Rates of the use of force by the police vary widely and are significantly impacted by both departmental policies and state laws as well as the compliance of statutes and policies with U.S. Supreme Court guidelines. By 2004, approximately thirty states had laws on their books allowing police officers to use all means necessary to effect arrests, including arrests of unarmed citizens suspected of nonviolent crimes. The Supreme Court’s 1985 ruling in Tennessee v. Garner outlined the boundaries of the police use of force such that permissive statutes, such as the fleeing felon rule, are considered unconstitutional. Garner has been shown to have reduced fatal shootings by the police. However, between that 1985 ruling and 1990, only four states had changed their laws to bring them into compliance with the constitutional rule.

Ultimately, the elemental task of law enforcement, the application of lawful force to protect society, creates a dilemma in which social cohesion is both preserved through and threatened by force. The prevalence of police brutality is profoundly affected by expectations in ways that are self-reinforcing. Given the history of police brutality in the United States and the self-perpetuating nature of reputations, distrust between members of minority communities and the police are not likely to change without affecting expectations.

The dilemma of forced peace makes it such that society cannot expect to eliminate all cases of brutality against the public. Therefore, implementing effective analysis of what is reasonable and necessary force and what are credible commitments by the police to all members of society is essential to affecting the prevailing patterns of police brutality. In addition, credibility must be earned and commitments are likely to be tested.

Responsible leadership committed to reducing the prevalence of police brutality requires at least the following conditions:

  • establishing and using a reputation that reinforces the notion that police protect all members of society

  • making it costly to the careers of individual officers to violate their commitments to the public

  • investing in incremental changes

  • employing mandatory negotiating agents such as external complaint collection and automatic civilian review

The principal of “rule of law” should protect citizens from arbitrary power, and the legitimacy of democratic policing is integrally linked to police compliance with legal standards. The exercise of discretion by the police is fundamental to the duty of police to protect and facilitates their ability to serve the public. Excessive use of force is a federal crime that makes it criminal for an individual acting under the color of the law, including private and contracted security personnel, to deprive any citizens of their civil rights. Concerns about arbitrary police power and racial bias represent a significant threat to the principles of the US Constitution. Therefore, transparency and accountability are essential to the fair and effective pursuit of justice.

Investigation

Addressing brutality is a matter of political will. In many cases, organizations are in place to counter such behavior effectively, but the parties responsible for oversight operate in hostile environments or are themselves unwilling to engage in preventive or retributive actions. Limits on effective oversight and organizational leadership that is designed to protect officers, rather than the public, magnify shortcomings and contribute to a climate wherein officers are aware that punitive actions are unlikely.

There are three primary obstacles to effective oversight: lack of public accountability and transparency, failure to investigate and prosecute incidences of brutality, and obstructionism. The first of the three, lack of accountability and transparency, enables the others. One approach to monitoring police accountability is through internal review, which is a formal bureaucratic process that is often referred to as internal affairs (IA).

Listed entries –
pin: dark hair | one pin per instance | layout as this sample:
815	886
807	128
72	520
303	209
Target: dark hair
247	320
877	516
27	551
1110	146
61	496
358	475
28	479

Problem to work on – Please update the police brutality passage from "Addressing brutality is" to "actions are unlikely.", putting "institutional resolve" in place of "political will". These items were taken from a separate source.

Answer to this exercise –
Addressing brutality is a matter of institutional resolve. In many cases, organizations are in place to counter such behavior effectively, but the parties responsible for oversight operate in hostile environments or are themselves unwilling to engage in preventive or retributive actions. Limits on effective oversight and organizational leadership that is designed to protect officers, rather than the public, magnify shortcomings and contribute to a climate wherein officers are aware that punitive actions are unlikely.